======== TEXT SEGMENT

4.4 Budget Enforcement Pattern

Use tool stack: py-spy/perf (wall/native), line_profiler (hotspots), tracemalloc/memray (RSS/allocs). Benchmarks: warmup, fixed seeds, pinned threads/affinity, scale datasets, separate micro from end-to-end, multiple runs. Percentiles measured via N repeated runs (after warmup) under pinned threads; CI uses median-of-medians to reduce noise. PR: lightweight microbench on fixed seeds, fail on >X% regression. Nightly: full end-to-end + percentiles + memray. Store history and alert on trends.

from contextlib import contextmanager
import tracemalloc, psutil, time
@contextmanager
def profile(budget: dict):
    start = time.time()
    tracemalloc.start()
    yield
    _, peak_alloc = tracemalloc.get_traced_memory()
    tracemalloc.stop()
    rss_at_exit = psutil.Process().memory_info().rss  # Approximate peak; use memray for true peak
    elapsed = time.time() - start
    if elapsed > budget["latency_s"]: raise PerfBudgetError("Over latency")
    if rss_at_exit > budget["rss_bytes"]: raise PerfBudgetError("Over RSS")
    # For percentiles/throughput: external harness with repeats

RAG Integration

Profile embedding; batch/vectorize if over; extend if still.

================
======== DATASET EXCERPTS

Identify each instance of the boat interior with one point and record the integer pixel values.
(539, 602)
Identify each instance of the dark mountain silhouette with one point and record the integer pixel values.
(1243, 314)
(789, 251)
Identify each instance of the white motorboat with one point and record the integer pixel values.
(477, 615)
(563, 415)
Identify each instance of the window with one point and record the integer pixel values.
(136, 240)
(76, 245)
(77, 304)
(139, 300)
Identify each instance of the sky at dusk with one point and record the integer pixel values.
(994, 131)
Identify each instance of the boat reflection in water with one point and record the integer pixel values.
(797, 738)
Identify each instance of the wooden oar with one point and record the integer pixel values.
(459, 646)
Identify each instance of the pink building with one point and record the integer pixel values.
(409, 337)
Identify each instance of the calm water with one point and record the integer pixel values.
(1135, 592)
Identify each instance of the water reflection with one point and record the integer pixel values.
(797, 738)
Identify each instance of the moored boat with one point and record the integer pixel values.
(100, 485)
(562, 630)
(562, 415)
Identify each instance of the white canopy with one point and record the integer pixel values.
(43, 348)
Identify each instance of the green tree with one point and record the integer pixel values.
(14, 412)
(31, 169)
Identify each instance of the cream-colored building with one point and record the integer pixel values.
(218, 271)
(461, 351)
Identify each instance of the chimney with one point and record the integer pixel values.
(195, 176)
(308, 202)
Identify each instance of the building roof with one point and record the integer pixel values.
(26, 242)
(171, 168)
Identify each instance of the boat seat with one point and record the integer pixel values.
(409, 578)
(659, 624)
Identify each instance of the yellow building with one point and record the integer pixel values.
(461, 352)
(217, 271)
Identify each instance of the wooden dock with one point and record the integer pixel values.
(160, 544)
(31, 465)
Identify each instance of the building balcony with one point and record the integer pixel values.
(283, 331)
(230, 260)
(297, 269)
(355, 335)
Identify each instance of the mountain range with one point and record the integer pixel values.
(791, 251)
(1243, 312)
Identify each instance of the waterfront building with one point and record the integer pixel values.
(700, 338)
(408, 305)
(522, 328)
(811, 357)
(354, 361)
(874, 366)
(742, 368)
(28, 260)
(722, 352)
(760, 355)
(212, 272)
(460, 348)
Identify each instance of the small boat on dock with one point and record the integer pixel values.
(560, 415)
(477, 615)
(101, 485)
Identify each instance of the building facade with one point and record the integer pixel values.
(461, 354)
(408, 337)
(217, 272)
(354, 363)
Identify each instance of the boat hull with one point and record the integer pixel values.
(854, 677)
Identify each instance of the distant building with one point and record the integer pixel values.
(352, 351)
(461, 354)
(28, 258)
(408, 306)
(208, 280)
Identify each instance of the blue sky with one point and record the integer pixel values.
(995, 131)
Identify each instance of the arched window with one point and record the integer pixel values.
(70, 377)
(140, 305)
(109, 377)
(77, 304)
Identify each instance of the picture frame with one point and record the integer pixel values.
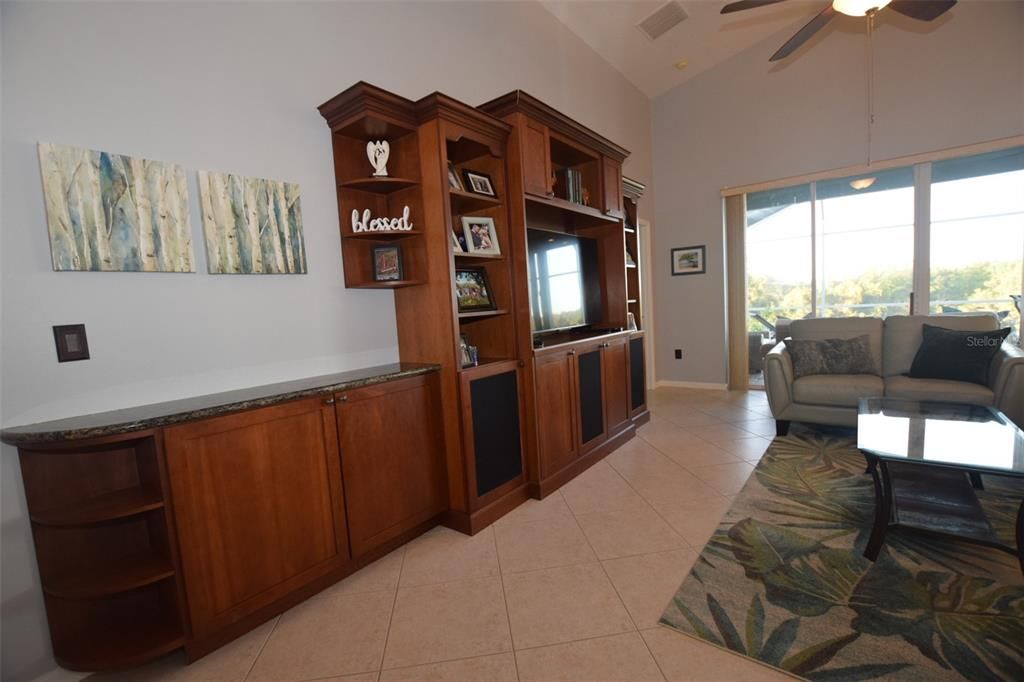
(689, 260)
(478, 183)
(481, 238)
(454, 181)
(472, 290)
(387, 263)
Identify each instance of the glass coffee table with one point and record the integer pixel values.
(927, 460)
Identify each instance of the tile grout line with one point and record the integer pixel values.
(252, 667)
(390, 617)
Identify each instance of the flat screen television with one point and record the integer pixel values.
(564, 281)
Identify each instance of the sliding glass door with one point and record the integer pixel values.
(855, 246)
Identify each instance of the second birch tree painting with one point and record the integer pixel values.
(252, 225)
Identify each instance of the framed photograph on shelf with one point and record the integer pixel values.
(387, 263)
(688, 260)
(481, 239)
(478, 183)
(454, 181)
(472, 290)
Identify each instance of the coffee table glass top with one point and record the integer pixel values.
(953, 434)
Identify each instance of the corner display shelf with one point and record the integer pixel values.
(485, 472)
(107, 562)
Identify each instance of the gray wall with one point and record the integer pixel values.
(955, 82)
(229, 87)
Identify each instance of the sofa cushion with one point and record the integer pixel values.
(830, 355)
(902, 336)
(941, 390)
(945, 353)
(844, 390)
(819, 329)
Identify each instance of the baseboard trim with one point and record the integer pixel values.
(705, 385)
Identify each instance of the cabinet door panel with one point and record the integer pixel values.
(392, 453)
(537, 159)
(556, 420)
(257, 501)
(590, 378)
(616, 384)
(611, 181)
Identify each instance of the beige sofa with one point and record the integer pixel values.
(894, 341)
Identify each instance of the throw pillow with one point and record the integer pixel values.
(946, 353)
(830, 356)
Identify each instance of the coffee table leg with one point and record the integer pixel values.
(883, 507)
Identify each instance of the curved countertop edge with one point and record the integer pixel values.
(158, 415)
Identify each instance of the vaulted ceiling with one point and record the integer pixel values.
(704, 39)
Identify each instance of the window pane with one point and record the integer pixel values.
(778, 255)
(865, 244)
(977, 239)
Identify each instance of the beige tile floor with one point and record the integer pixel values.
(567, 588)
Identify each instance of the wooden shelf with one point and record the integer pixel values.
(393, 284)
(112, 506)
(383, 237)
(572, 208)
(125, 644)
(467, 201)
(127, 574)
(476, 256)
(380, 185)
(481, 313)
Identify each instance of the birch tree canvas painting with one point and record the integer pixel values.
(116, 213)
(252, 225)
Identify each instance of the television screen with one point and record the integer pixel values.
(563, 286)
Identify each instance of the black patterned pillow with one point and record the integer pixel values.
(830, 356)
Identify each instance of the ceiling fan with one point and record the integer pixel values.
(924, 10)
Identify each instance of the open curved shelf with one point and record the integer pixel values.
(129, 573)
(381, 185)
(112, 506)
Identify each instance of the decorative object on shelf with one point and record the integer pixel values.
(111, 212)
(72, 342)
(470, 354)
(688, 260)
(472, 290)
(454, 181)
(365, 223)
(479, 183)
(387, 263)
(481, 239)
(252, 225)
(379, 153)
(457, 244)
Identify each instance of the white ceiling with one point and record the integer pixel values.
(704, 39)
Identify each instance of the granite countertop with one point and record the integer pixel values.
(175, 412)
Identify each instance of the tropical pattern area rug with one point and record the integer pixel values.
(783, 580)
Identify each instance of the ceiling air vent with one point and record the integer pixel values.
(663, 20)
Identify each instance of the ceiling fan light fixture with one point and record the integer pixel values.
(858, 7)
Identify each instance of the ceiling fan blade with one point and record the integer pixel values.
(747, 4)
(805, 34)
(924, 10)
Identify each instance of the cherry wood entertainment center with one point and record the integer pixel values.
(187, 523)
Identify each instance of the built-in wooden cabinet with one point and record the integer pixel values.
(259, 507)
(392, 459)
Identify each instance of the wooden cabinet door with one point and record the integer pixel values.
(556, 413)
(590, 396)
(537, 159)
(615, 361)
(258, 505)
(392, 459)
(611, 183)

================

PROBLEMS TO SOLVE —
(1) Reproduce the budget enforcement section, starting at the words "Use tool stack: py-spy/perf" and ending after "alert on trends.".
(2) Answer these about the budget enforcement section:
(a) What does CI use to reduce noise?
(b) According to the code comment, which tool should be used for true peak memory?
(c) What message is raised when elapsed time exceeds the latency budget?
The data is separate material from the budget enforcement section.

SOLUTION SET —
(1)
Use tool stack: py-spy/perf (wall/native), line_profiler (hotspots), tracemalloc/memray (RSS/allocs). Benchmarks: warmup, fixed seeds, pinned threads/affinity, scale datasets, separate micro from end-to-end, multiple runs. Percentiles measured via N repeated runs (after warmup) under pinned threads; CI uses median-of-medians to reduce noise. PR: lightweight microbench on fixed seeds, fail on >X% regression. Nightly: full end-to-end + percentiles + memray. Store history and alert on trends.

(2)
(a) Median-of-medians.
(b) Memray.
(c) "Over latency"